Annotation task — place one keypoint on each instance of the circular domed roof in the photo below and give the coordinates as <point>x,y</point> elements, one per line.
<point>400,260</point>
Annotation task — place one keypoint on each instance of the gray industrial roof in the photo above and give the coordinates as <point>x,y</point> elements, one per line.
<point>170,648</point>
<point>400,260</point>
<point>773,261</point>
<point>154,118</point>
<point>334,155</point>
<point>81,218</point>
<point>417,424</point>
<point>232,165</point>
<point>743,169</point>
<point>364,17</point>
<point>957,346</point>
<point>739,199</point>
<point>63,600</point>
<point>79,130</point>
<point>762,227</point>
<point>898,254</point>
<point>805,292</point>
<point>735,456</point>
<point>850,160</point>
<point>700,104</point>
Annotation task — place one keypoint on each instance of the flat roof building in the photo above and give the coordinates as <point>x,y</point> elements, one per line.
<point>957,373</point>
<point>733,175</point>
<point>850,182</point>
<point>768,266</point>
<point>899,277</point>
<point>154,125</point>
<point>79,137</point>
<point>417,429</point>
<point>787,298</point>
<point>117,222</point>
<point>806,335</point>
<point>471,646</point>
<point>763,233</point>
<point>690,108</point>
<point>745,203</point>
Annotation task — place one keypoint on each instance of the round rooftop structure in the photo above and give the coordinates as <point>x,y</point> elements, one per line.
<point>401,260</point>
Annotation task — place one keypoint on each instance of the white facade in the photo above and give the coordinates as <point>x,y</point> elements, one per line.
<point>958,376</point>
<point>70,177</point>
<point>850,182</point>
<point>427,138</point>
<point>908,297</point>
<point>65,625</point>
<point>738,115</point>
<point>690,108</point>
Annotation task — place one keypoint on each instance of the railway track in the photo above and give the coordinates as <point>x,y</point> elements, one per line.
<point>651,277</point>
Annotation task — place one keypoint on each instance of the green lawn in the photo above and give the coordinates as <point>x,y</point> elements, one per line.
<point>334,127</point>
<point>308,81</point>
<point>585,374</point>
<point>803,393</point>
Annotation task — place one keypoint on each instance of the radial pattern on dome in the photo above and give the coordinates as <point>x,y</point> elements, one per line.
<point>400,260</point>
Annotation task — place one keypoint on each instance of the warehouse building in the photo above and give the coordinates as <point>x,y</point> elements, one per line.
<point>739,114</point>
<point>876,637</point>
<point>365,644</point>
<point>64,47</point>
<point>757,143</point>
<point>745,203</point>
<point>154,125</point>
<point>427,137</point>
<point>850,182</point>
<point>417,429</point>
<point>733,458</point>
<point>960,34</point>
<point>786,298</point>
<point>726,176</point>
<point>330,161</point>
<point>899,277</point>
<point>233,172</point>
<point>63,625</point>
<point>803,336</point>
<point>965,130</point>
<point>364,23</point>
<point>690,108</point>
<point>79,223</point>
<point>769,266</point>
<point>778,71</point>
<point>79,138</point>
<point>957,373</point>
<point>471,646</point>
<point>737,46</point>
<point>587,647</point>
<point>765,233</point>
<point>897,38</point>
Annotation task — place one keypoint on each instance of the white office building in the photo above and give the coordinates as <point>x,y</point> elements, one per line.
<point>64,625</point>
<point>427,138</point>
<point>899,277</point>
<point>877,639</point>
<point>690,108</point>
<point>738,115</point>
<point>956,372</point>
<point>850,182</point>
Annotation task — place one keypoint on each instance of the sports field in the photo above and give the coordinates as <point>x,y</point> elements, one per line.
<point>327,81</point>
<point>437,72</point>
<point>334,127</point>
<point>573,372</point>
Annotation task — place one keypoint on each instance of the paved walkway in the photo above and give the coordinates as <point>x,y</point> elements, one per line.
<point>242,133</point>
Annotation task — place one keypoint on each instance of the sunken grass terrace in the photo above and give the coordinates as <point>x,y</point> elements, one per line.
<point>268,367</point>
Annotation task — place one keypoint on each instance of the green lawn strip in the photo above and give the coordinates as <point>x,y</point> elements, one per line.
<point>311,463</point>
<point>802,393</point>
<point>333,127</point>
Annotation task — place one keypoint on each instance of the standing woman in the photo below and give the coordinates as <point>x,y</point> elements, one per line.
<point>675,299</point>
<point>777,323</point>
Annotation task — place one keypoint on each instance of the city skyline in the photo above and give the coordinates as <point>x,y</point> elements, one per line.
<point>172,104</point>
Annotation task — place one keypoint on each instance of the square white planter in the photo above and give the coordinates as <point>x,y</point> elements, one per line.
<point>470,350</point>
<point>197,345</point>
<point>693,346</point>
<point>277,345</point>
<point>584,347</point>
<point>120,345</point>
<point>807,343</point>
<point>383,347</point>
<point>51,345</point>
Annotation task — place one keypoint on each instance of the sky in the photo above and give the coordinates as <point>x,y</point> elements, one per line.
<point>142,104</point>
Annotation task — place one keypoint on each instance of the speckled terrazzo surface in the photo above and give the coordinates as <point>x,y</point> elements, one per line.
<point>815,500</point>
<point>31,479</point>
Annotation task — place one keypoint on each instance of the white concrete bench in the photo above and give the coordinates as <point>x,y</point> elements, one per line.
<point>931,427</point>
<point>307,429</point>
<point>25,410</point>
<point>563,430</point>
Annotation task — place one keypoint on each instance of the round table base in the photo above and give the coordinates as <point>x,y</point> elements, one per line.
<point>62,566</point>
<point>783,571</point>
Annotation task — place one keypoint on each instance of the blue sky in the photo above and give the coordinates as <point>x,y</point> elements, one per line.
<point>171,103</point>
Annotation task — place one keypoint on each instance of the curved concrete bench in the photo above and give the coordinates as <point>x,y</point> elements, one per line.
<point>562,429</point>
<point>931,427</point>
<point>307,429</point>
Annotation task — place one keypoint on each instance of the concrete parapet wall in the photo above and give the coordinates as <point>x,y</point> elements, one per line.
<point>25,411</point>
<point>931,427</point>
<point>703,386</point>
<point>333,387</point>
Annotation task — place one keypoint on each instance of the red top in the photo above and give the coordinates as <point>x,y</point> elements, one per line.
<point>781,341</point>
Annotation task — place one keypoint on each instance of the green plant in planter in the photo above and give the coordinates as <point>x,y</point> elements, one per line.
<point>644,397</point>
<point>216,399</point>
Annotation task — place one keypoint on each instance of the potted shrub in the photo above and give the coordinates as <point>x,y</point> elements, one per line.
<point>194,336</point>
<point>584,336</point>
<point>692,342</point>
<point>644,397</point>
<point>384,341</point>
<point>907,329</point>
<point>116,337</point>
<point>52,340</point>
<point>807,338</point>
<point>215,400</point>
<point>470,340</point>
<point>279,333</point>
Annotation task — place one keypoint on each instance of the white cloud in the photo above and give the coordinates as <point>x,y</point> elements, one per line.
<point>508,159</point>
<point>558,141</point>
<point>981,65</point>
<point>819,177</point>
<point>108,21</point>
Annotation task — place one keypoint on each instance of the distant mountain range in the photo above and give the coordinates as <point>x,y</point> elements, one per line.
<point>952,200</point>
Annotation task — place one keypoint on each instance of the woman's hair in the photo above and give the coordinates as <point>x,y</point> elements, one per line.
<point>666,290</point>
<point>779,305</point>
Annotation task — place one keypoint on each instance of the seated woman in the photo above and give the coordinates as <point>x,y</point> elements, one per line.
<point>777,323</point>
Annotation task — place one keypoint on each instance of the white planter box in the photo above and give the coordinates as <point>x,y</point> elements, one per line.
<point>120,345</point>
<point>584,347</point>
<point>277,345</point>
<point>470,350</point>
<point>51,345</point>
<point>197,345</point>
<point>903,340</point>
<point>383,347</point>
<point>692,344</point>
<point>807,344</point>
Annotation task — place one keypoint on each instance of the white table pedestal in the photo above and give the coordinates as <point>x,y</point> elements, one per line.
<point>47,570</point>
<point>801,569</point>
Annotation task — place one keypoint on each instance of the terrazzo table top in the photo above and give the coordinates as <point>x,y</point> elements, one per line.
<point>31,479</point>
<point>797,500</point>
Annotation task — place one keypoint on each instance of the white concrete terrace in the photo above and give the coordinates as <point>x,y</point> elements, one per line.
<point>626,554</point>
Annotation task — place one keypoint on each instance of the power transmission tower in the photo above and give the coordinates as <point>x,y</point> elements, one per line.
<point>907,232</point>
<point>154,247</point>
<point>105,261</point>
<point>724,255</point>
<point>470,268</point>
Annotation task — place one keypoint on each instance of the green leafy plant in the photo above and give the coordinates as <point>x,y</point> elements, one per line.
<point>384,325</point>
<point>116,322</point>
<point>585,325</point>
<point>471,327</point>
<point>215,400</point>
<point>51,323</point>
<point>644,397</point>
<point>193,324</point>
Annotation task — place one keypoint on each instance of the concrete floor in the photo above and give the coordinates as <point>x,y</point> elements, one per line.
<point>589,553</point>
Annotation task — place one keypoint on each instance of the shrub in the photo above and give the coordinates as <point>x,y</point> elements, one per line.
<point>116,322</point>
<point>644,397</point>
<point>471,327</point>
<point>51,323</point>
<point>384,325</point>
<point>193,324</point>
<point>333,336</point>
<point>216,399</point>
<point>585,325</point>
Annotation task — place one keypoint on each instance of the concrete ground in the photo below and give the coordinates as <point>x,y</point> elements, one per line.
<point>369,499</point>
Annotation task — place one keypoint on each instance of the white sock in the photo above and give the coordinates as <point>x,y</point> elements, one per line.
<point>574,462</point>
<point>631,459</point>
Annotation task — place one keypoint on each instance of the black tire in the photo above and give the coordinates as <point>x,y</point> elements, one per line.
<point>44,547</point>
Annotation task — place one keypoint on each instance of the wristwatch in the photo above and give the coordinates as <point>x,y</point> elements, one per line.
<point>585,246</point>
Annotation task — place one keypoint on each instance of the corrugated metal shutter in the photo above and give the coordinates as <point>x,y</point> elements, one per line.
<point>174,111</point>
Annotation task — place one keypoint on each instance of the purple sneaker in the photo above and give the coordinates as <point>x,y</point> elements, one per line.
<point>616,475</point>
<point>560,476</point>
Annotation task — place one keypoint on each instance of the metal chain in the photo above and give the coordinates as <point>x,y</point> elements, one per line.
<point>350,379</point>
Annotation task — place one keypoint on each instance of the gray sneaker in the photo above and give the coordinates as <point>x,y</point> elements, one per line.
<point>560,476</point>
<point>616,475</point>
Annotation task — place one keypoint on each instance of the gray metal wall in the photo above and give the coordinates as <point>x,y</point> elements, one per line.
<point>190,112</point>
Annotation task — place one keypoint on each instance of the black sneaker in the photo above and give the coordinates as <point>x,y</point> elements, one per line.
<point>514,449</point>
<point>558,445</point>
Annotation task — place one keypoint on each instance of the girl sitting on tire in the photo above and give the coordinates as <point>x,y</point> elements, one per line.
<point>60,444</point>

Work instruction:
Starting at the line that contains "of the girl", retype each line through the end of the listing above and nothing else.

Output of the exercise:
Annotation task — place one keypoint on each instance of the girl sitting on tire in the photo above and give the coordinates as <point>x,y</point> elements, one per line.
<point>60,444</point>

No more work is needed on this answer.